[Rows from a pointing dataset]
----

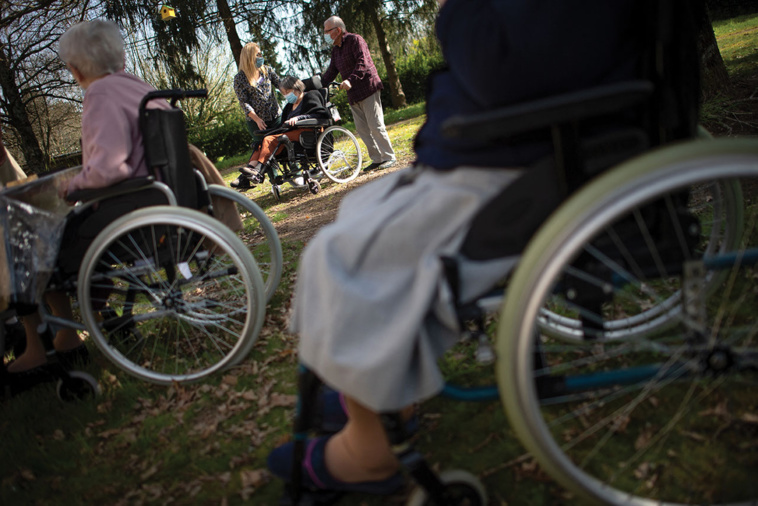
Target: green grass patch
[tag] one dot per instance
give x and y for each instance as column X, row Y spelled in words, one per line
column 737, row 39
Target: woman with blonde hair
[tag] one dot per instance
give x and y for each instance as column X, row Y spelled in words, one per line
column 255, row 85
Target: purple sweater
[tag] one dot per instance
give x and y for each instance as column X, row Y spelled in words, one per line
column 352, row 60
column 112, row 149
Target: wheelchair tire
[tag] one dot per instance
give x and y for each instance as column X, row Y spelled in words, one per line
column 462, row 488
column 259, row 234
column 724, row 200
column 624, row 421
column 184, row 295
column 338, row 154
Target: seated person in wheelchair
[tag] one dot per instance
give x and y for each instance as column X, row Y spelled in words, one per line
column 301, row 105
column 372, row 308
column 112, row 152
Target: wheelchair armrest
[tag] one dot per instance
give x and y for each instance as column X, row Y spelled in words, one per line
column 312, row 122
column 127, row 186
column 546, row 112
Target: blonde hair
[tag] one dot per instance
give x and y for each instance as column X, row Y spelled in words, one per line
column 247, row 62
column 95, row 48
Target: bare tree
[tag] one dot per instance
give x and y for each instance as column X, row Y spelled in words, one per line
column 32, row 75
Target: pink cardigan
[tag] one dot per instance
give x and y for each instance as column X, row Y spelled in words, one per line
column 112, row 148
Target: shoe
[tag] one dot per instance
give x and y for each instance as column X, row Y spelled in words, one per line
column 15, row 338
column 316, row 477
column 241, row 183
column 75, row 356
column 387, row 164
column 255, row 175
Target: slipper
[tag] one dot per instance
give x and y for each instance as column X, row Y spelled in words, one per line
column 316, row 477
column 74, row 356
column 331, row 413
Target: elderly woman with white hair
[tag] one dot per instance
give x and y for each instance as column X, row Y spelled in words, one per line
column 112, row 151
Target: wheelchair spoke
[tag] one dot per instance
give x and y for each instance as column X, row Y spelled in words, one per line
column 631, row 374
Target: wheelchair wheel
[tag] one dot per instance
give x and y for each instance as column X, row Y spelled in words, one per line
column 339, row 154
column 720, row 205
column 666, row 417
column 170, row 296
column 258, row 234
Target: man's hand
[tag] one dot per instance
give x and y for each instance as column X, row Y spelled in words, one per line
column 258, row 121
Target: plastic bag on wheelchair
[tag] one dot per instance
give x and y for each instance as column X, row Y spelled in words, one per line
column 31, row 218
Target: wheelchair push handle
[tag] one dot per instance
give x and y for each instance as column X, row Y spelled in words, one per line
column 174, row 95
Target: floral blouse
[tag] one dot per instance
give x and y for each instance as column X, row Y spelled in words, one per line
column 260, row 99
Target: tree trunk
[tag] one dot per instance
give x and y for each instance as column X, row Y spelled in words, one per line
column 225, row 13
column 396, row 89
column 19, row 119
column 713, row 74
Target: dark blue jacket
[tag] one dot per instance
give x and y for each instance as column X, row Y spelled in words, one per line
column 501, row 52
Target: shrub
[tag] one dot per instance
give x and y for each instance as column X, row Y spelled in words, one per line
column 224, row 136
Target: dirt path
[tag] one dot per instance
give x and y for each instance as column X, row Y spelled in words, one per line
column 306, row 213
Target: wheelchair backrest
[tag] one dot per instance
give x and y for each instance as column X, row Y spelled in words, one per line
column 591, row 130
column 166, row 148
column 314, row 83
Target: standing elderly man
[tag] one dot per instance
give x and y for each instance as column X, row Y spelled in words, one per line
column 352, row 60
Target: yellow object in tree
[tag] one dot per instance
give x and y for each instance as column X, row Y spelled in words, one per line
column 167, row 13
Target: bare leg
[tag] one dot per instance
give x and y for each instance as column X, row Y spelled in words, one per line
column 361, row 450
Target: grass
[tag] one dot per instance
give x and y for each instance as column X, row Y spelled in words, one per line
column 206, row 444
column 738, row 42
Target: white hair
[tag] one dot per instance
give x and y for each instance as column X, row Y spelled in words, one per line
column 94, row 48
column 338, row 23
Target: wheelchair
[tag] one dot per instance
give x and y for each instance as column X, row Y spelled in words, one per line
column 166, row 293
column 324, row 149
column 627, row 361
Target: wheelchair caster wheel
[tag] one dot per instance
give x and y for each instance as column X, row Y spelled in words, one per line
column 461, row 488
column 309, row 498
column 78, row 386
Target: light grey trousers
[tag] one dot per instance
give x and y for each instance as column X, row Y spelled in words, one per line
column 369, row 122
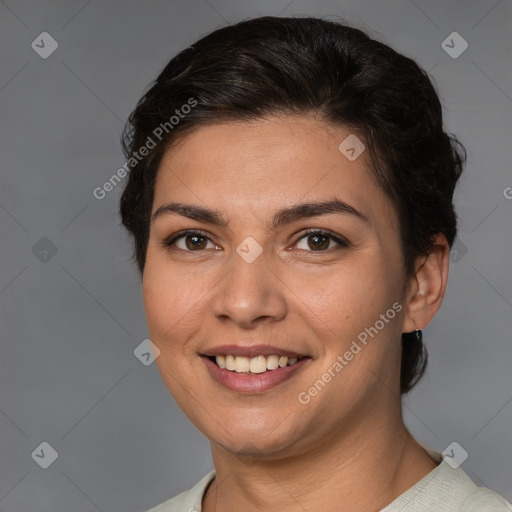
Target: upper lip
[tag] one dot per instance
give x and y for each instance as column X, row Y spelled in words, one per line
column 250, row 351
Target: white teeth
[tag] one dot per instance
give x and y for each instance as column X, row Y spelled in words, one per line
column 258, row 364
column 230, row 363
column 272, row 362
column 241, row 364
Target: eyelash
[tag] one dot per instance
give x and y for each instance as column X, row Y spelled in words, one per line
column 342, row 243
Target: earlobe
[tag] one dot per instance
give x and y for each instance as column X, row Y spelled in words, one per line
column 427, row 286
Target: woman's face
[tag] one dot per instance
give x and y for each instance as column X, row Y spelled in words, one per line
column 258, row 278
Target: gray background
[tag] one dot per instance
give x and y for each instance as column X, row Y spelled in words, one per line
column 70, row 321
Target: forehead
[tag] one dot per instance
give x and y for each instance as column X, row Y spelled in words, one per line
column 267, row 164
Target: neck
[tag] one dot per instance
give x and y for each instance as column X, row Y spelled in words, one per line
column 364, row 470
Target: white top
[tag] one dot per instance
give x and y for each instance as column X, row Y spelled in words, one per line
column 444, row 489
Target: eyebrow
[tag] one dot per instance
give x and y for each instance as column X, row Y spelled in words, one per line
column 282, row 217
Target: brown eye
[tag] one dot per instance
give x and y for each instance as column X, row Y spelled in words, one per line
column 192, row 241
column 319, row 241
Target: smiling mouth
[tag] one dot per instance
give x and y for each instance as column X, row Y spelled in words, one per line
column 254, row 365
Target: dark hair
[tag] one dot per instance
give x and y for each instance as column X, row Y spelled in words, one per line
column 271, row 65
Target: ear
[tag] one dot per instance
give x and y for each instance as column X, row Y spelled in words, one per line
column 427, row 286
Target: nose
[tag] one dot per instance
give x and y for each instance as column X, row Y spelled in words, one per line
column 250, row 294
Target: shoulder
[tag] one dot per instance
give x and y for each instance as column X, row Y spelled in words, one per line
column 485, row 500
column 188, row 501
column 448, row 489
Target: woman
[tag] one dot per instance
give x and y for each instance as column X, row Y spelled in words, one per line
column 290, row 201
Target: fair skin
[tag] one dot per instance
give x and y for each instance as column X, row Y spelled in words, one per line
column 347, row 448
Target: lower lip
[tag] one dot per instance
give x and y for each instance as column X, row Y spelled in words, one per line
column 256, row 382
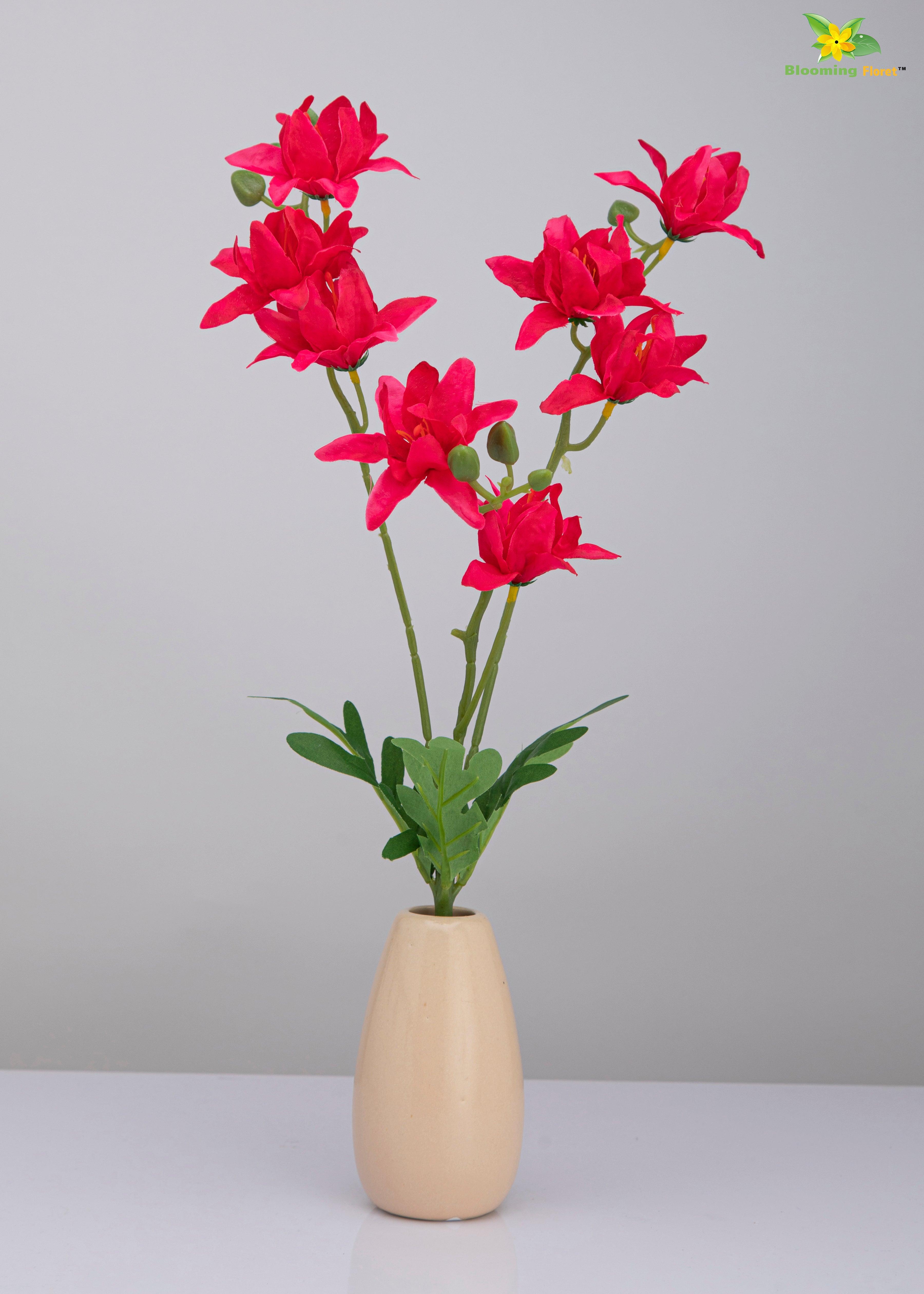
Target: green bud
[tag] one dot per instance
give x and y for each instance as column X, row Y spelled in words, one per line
column 464, row 464
column 628, row 210
column 503, row 444
column 249, row 188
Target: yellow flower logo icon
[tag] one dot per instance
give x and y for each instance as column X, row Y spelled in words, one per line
column 839, row 43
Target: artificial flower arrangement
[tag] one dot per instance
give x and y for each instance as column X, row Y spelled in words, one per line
column 302, row 285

----

- [Your goal]: Copy all of the lines above word for word, leaving out the pictures.

- [Task result]:
Target: green grass patch
[tag] one dot per instance
give x and y for each instance as column X, row Y spelled in words, one per line
column 737, row 39
Target: woman with blonde hair
[tag] one dot per instance
give x and y for each instance as column X, row Y spelled in words, one per line
column 255, row 85
Target: purple sweater
[tag] one dot per instance
give x and y for each instance as column X, row Y spelled in words, one per line
column 352, row 60
column 112, row 149
Target: wheelchair tire
[tag] one dot per instance
give x and y for each instance as column X, row Y spelled in words, one per line
column 462, row 488
column 259, row 234
column 724, row 200
column 624, row 421
column 184, row 295
column 338, row 154
Target: seated person in wheelchair
[tag] one dot per instance
give x and y for each instance as column X, row Y spelled in words, one per line
column 301, row 105
column 372, row 308
column 112, row 152
Target: wheelchair armrest
[tag] one dot per instance
give x and y for each instance as column X, row Y spelled in words, one per line
column 312, row 122
column 127, row 186
column 546, row 112
Target: blonde hair
[tag] one dot per instance
give x and y for each instance as column X, row Y spelled in words, one per line
column 247, row 62
column 95, row 48
Target: bare tree
[tag] one dot per instance
give x and y for each instance as column X, row Y spelled in words, one per line
column 32, row 75
Target: pink cardigan
[tag] one dot per instance
give x and y for each instance as column X, row Y spelled in words, one per line
column 112, row 148
Target: shoe
[tag] one dot per instance
give x and y for each instance as column X, row Y spelled in words, one per line
column 15, row 338
column 316, row 477
column 241, row 183
column 75, row 356
column 387, row 164
column 255, row 175
Target: slipper
[tag] one dot per instance
give x and y for each instance as column X, row Y spelled in words, one per line
column 316, row 477
column 74, row 356
column 331, row 413
Target: elderly woman with white hair
[tag] one dot per instance
give x and y for each instance as column X, row Y spelled in words, one per line
column 112, row 151
Target: wheelchair spoke
[tag] one dot per instance
give x and y for each instance as column X, row Y spelled in words, one per line
column 631, row 374
Target: wheelchair wheel
[tag] one dot per instance
give x and y for each instance as column X, row Y spelled in words, one per line
column 339, row 154
column 720, row 205
column 666, row 417
column 170, row 296
column 258, row 234
Target: man's hand
[tag] one dot per instance
give x and y for each instance as column X, row Y spelled in words, one per line
column 258, row 121
Target: plastic bag on wheelchair
[tag] one dot per instance
give x and y for each instance as column X, row Y spelled in words, one per line
column 31, row 218
Target: wheelchair push handle
[tag] one dot per instance
give x and y for each instance as column X, row Y spelled in words, one per line
column 174, row 95
Target: floral blouse
[tag] one dot per instance
give x and y for each instance as column X, row Y spelled in words, one per line
column 260, row 99
Target: tree trunk
[tag] one dot per instance
give x and y for each instance as column X, row Y spelled in words, one per line
column 225, row 13
column 396, row 89
column 19, row 119
column 713, row 74
Target: dark blue jacket
[tag] one dot per instance
give x and y for each instance as column X, row Y spelled in words, one per line
column 501, row 52
Target: shrub
[tag] one dot per instance
give x and y for each instance as column X, row Y spelled in words, one per line
column 224, row 136
Target: dirt path
[tag] one dot per instance
give x and y for each instance as column X, row Y spelled in words, one per line
column 306, row 213
Target: wheelchair backrest
[tag] one dot per instance
give x and y for each instance as column X, row Y spelled in words, one per line
column 591, row 130
column 166, row 148
column 314, row 83
Target: standing elderly man
[tag] one dot per instance
give x and y for each instance as column X, row Y spelled in words, one per line
column 352, row 60
Target: yellow object in tree
[tag] one dot per instance
give x and y for each instance as column X, row Y spelled in words, one per line
column 167, row 13
Target: bare leg
[tag] one dot per instance
give x and y for each instance as column X, row Y spelled in words, one per line
column 361, row 450
Target: grass
[tag] one dot per instance
give x and y for each instance as column X, row Y spelled in words, one per line
column 206, row 444
column 738, row 42
Target: white hair
[tag] one dot per instance
give x and y for each instance as column X, row Y spelled in words, one per line
column 94, row 48
column 338, row 23
Target: wheelchair
[tag] one dot per instance
give x and y for each instance as column X, row Y spelled in words, one per line
column 166, row 293
column 324, row 149
column 627, row 361
Target: wheelchair caster wheel
[tag] one dot per instance
give x and y for each instance as column X, row Y spelled in words, one per line
column 461, row 488
column 309, row 498
column 78, row 386
Target: light grey trousers
[tag] one dot per instance
give x and y for each instance as column X, row Y spelled in words, one per line
column 369, row 122
Target: upper lip
[tag] one dot per instance
give x and y for each instance as column X, row Y spelled in words, one per line
column 250, row 351
Target: white teeth
[tag] one dot per instance
give x and y for each instance as column X, row Y spelled in words, one per line
column 258, row 364
column 230, row 363
column 272, row 362
column 241, row 364
Target: eyelash
[tag] one dot per instance
give x and y for each instance as column X, row Y spelled in words, one per line
column 342, row 243
Target: earlobe
[tag] one dot per instance
give x and y for each instance as column X, row Y spelled in words, one per line
column 427, row 286
Target: woman's face
[tag] one dot per instance
give x and y for each instance as column X, row Y spelled in words, one per line
column 258, row 278
Target: gray background
[tag] one dot per instance
give x and y for each instance as column X, row Y spelled in words, one per line
column 70, row 321
Target: forehead
[tag] one dot per instance
give x and y for each instance as column X, row Y spelled in words, one per line
column 267, row 164
Target: neck
[tag] one dot per instance
give x and y for each instance as column X, row Y spelled in words, one per line
column 364, row 470
Target: white top
[tag] one dot per instance
give x and y for each instance as column X, row Y spelled in words, one per line
column 444, row 489
Target: eyebrow
[tag] one dot per instance
give x and y for each instance as column X, row Y spelled in words, one per line
column 282, row 217
Target: brown eye
[tag] one dot per instance
give x and y for each instance as column X, row Y spelled in words, one per line
column 192, row 241
column 319, row 241
Target: smiling mouth
[tag] one dot per instance
give x and y for each instance as column X, row Y spelled in words, one per line
column 254, row 365
Target: dark hair
[tag] one dot per instance
give x and y for each instance as column X, row Y spelled in words, one per line
column 271, row 65
Target: ear
[tag] one dot per instance
give x and y for each instance as column X, row Y spelled in words, one per line
column 427, row 286
Target: nose
[tag] one dot per instance
give x and y for each instance as column X, row Y spelled in words, one per line
column 250, row 294
Target: shoulder
[tag] one dot per instance
give x and y for each instance as column X, row Y spelled in words, one per line
column 485, row 500
column 188, row 501
column 448, row 489
Target: woman
[tag] one dot per instance
give x and y for each instance as column X, row Y spelled in words, one per line
column 290, row 201
Target: fair skin
[tag] one dot per instance
give x and y for each instance as column X, row Y spelled in words, one per line
column 347, row 448
Target: lower lip
[tag] one dot per instance
give x and y for each instance as column X, row Y spelled in words, one per line
column 256, row 382
Target: green bud
[tag] one dot per instance
give x and y for each instance as column X, row Y spelled in words, one per line
column 464, row 464
column 628, row 210
column 503, row 444
column 249, row 188
Target: yellow flower logo icon
[tag] one dot per instance
give x and y for each instance as column X, row Y spelled in words, one per line
column 839, row 43
Target: artificial flower arrangement
[tag] one dot per instance
give x and y for each instance as column X, row Y spelled in words, one per line
column 302, row 285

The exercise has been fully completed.